* **What is required**: Locate every line of the material below that contains the word "feather", and reproduce each such line.

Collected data
☆ ☆ ☆ ☆ ☆
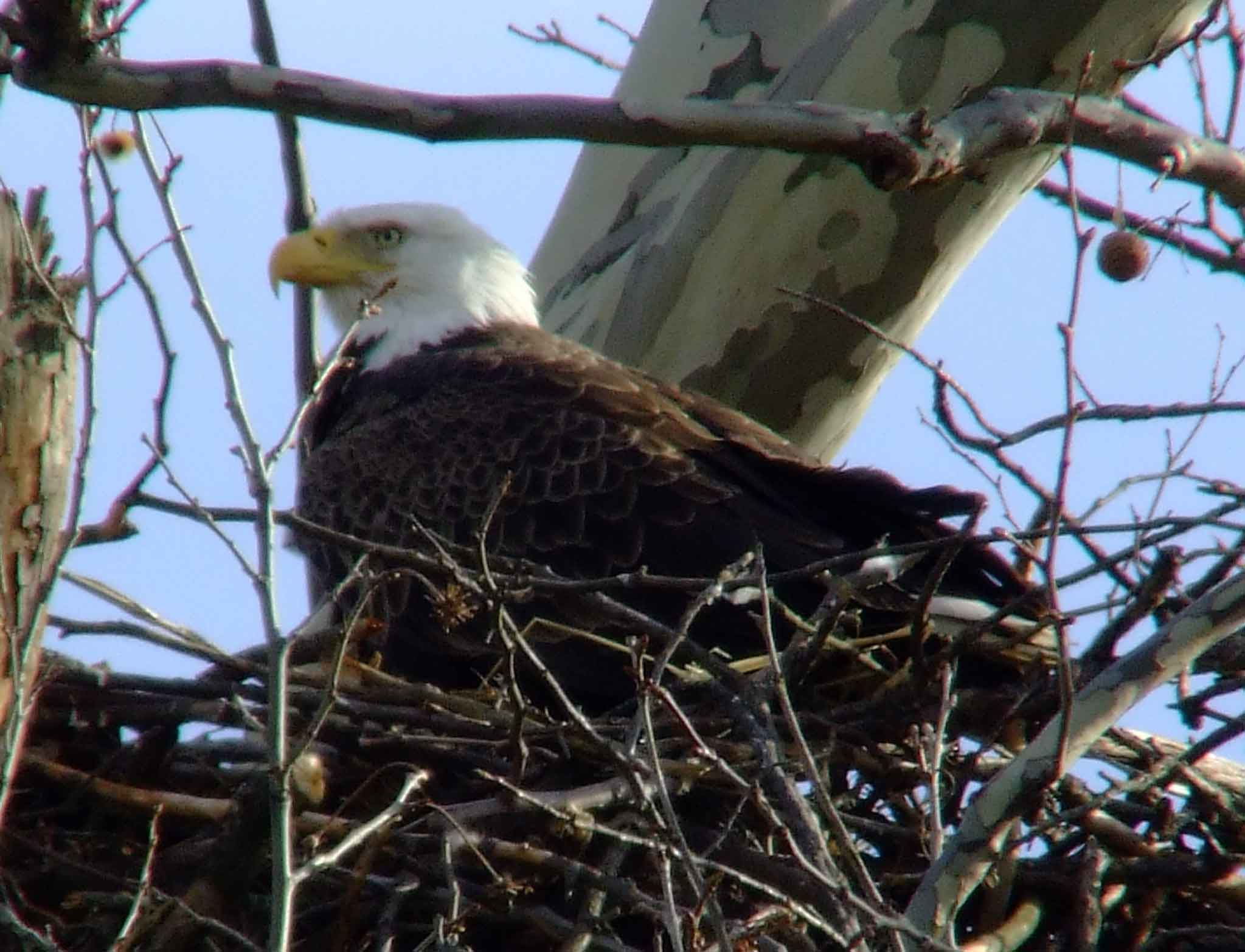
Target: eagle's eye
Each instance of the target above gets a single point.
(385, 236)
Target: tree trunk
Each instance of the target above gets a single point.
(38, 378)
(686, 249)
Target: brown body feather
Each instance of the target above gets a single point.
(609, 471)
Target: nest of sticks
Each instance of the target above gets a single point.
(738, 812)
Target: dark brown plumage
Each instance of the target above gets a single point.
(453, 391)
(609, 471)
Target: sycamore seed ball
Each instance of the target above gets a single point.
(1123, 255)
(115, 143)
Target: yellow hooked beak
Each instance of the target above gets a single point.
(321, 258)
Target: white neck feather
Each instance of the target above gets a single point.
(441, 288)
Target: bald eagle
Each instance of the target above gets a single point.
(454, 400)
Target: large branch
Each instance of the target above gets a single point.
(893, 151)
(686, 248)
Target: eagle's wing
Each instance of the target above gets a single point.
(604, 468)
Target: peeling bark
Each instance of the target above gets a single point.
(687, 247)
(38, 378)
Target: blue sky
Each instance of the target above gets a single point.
☆ ☆ ☆ ☆ ☆
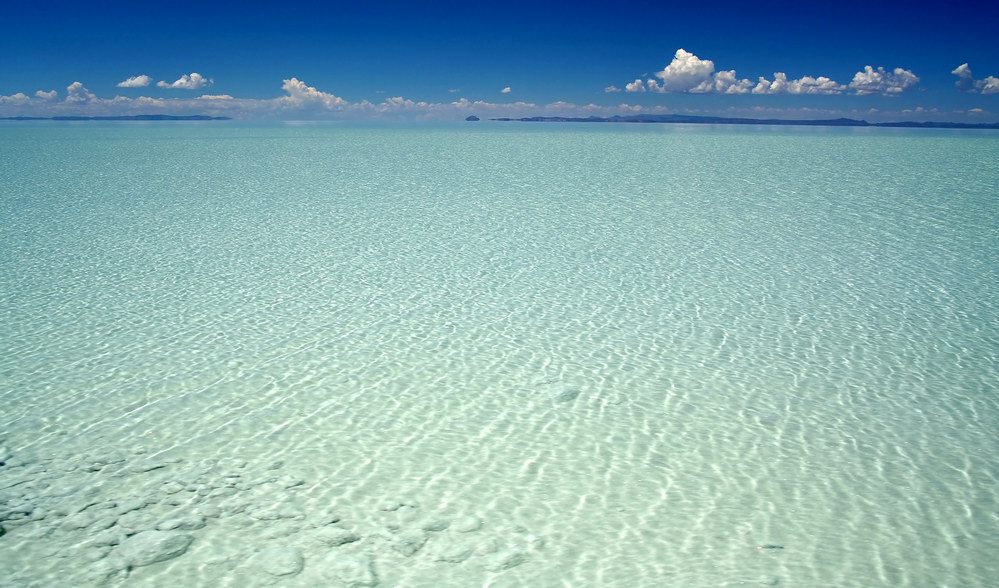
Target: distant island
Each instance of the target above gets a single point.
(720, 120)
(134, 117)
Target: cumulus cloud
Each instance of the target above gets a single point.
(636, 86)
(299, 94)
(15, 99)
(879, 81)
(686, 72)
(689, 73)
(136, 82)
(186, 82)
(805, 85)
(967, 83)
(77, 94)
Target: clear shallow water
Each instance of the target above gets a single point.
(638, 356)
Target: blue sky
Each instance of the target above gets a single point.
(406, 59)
☆ ☆ ☆ ☆ ☆
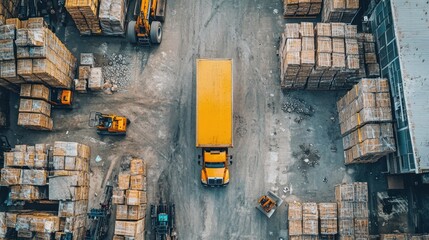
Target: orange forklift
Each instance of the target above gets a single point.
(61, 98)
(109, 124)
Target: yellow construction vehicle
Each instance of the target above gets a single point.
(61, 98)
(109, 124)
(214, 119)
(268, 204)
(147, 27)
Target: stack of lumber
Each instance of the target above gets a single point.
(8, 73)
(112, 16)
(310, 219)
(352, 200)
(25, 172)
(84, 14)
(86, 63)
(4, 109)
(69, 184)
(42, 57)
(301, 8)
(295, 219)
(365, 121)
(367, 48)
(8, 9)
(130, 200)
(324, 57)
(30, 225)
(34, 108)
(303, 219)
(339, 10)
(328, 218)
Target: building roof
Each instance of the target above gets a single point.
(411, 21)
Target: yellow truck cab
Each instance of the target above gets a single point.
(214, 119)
☆ ☆ ☆ ☆ ☆
* **Task solution**:
Target: brown body feather
Target: white neck feather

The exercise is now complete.